AIM ▸
Please copy exactly the lines that begin with the one containing "Locate every instance of the framed" and end with the last line of the entries.

TASK DATA ▸

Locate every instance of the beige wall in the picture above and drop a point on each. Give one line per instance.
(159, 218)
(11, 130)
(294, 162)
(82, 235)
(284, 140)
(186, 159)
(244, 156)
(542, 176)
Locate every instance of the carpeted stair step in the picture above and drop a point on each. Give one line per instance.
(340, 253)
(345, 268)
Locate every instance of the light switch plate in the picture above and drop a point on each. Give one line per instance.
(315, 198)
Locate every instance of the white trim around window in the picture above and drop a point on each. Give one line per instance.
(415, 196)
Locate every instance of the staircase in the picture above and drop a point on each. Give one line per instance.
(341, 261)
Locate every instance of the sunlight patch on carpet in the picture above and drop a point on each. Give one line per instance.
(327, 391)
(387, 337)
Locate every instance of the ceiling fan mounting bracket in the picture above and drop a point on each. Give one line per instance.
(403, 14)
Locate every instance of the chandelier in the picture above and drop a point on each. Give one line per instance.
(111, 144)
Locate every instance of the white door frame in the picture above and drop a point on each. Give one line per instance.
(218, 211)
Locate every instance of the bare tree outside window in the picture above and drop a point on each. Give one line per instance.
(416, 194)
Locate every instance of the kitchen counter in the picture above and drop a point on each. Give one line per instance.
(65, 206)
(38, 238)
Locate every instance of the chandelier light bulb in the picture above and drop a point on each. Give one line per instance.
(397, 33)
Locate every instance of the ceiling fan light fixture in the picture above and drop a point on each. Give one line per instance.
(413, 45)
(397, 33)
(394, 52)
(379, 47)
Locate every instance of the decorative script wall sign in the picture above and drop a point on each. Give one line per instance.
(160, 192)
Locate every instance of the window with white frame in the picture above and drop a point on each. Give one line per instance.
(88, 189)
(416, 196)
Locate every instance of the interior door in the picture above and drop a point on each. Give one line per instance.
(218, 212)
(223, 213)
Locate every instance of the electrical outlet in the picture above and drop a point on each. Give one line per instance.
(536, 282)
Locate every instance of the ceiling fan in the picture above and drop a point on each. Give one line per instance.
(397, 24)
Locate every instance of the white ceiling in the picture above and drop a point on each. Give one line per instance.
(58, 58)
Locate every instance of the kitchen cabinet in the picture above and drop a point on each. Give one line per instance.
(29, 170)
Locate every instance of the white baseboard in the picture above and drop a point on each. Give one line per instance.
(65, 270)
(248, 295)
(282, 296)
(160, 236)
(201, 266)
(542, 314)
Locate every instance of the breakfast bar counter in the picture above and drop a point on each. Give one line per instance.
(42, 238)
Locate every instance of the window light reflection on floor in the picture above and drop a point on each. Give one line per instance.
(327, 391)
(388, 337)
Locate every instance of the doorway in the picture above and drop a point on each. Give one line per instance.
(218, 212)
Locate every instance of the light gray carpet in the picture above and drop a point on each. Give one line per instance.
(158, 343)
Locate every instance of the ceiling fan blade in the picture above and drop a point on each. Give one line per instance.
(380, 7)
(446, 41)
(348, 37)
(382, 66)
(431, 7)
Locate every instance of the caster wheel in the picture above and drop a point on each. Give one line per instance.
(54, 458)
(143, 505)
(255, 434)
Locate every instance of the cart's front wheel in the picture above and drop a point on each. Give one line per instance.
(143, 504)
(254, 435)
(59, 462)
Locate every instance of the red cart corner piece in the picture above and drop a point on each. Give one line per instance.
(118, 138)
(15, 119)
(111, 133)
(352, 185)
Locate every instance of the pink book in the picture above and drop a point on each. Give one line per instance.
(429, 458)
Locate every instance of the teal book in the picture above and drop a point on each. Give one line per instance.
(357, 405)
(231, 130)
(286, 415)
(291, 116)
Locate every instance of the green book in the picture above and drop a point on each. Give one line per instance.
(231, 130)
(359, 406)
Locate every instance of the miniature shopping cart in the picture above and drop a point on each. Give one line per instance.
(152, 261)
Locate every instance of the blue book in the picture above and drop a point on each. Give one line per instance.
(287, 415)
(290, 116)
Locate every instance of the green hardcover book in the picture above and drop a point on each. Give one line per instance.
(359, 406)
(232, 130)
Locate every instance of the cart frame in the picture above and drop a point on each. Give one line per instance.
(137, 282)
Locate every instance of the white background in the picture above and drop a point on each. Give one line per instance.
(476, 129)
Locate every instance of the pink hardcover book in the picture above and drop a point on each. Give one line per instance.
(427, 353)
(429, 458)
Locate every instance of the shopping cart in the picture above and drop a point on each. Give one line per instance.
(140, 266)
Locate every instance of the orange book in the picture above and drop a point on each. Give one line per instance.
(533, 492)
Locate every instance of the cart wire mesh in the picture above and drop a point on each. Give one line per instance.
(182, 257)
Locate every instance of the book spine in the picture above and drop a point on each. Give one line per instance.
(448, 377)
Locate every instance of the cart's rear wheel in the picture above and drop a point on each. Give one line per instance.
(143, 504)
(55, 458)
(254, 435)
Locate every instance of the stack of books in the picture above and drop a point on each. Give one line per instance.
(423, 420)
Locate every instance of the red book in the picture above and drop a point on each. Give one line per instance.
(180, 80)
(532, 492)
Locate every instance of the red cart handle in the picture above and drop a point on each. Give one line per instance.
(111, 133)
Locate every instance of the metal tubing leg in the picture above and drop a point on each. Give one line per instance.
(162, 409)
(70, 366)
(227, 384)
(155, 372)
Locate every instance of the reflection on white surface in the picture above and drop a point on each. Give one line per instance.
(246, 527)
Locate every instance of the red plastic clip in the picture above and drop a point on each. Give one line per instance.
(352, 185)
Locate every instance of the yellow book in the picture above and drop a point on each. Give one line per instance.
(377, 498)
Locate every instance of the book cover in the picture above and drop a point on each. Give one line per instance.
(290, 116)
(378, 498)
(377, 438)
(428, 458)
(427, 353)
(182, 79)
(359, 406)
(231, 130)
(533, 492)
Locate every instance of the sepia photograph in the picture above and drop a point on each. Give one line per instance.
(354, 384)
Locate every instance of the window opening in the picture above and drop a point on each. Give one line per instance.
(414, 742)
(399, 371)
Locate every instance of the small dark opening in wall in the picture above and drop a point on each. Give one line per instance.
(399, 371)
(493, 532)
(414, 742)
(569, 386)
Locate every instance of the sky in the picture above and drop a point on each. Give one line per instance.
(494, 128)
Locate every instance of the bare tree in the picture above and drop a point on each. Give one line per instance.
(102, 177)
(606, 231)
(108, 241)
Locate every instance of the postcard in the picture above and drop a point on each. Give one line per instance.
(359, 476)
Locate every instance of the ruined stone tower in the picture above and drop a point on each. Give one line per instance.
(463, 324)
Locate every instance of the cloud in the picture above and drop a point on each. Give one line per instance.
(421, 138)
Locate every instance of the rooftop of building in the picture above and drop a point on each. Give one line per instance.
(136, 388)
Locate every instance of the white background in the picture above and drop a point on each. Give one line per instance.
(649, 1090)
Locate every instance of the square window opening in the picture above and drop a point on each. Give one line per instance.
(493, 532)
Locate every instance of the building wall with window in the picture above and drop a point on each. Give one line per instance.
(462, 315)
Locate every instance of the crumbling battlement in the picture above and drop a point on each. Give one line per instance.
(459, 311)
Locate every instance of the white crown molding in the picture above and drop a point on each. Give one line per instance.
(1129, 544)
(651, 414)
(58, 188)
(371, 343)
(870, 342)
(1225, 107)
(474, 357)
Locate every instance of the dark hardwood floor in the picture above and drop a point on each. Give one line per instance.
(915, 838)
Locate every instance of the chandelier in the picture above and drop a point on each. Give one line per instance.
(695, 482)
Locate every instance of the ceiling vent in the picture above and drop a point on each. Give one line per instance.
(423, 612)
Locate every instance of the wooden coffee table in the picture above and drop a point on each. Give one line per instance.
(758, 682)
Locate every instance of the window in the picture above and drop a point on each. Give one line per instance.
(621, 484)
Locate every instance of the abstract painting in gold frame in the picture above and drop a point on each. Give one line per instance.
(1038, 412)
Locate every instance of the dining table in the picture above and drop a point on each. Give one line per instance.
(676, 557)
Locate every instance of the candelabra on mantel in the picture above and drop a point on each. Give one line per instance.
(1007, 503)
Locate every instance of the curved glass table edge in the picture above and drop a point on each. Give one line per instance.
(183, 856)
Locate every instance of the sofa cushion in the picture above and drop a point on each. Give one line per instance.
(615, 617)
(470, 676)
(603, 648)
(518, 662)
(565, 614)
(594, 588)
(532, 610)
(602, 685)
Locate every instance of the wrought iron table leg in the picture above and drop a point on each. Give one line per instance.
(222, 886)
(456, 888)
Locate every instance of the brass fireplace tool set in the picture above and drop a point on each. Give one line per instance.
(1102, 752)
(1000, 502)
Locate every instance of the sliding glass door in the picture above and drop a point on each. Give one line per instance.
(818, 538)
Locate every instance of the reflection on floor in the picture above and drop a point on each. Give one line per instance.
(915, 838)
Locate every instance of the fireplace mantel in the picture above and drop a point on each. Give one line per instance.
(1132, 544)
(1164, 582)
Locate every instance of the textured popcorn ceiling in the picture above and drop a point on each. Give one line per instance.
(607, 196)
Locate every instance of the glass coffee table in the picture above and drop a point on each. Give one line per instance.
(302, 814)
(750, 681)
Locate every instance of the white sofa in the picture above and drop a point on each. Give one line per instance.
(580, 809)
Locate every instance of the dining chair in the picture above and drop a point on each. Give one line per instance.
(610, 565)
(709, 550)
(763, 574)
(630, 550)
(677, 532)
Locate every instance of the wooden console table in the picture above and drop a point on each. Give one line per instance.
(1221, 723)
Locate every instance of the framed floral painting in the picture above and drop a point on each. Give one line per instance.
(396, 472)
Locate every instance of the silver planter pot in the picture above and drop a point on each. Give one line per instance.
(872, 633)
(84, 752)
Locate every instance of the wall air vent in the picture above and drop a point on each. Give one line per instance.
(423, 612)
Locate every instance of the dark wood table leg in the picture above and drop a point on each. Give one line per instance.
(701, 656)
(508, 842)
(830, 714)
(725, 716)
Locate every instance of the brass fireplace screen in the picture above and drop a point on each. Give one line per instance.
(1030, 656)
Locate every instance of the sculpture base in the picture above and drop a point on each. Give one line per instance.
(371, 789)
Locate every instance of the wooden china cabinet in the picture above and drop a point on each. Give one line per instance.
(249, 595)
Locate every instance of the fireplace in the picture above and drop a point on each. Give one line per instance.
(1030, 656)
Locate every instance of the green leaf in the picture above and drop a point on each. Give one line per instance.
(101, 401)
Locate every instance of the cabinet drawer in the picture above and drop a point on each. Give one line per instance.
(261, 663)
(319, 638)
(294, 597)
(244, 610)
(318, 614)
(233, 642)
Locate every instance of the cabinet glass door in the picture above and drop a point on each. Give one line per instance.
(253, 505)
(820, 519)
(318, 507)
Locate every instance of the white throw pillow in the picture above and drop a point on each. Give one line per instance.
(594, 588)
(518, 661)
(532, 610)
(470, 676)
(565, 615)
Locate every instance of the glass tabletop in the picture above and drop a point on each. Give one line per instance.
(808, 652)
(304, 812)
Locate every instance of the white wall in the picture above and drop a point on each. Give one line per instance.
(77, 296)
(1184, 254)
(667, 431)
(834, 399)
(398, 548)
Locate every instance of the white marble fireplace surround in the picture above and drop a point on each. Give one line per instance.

TASK RESPONSE ▸
Locate every instance of the framed floral painting in the picture above and drop a point on each. Give one line per instance.
(396, 472)
Locate every instance of the silver planter pot in the picture above and drop a point on each. Give one line per instance.
(872, 633)
(84, 752)
Locate every instance of the wall air vent in the picture above and drop a point on each. Give one line per instance.
(423, 612)
Locate every instance of the dark wood table leg in the picture above and drop a point on each. Give one line per instance.
(701, 656)
(508, 842)
(830, 714)
(725, 716)
Locate every instance of the brass fireplace screen in the picture above and drop a point on each. Give one line per instance.
(1030, 656)
Locate every instance of the sculpture base in the picture above and drop a point on each. Give one line per instance.
(371, 789)
Locate every instance of the wooden china cabinet in the picture above and drop a point on each. Give one line per instance.
(249, 595)
Locate every instance of the fireplace in the picture above and drop a point on each. Give one line per instance.
(1030, 656)
Locate every instance of the green leaf in the picture above and drop a point on each. Give one line per instance.
(101, 401)
Locate every instance of the cabinet drawer in the picture above and drop a point on each. Give one line per instance.
(261, 663)
(319, 638)
(294, 597)
(244, 610)
(318, 614)
(233, 642)
Locate every instance of the cabinet glass door in the picture above and drop a point on each. Give one line per instance.
(253, 505)
(820, 519)
(318, 507)
Locate every instance of the white throw pillow in the picture above and drop a point on each. Give one line per instance.
(594, 588)
(518, 661)
(532, 610)
(470, 676)
(565, 615)
Locate every instance of the glass tabletop in the picture above and drop a point on each. Give one line per instance.
(808, 652)
(304, 812)
Locate every instance of the white wall in the picture above and drop a point on each. Give one line per instance.
(77, 296)
(1184, 254)
(667, 431)
(834, 399)
(398, 548)
Locate every instance of the white marble fireplace surround in the picture above and drop a point on each. Give one line per instance.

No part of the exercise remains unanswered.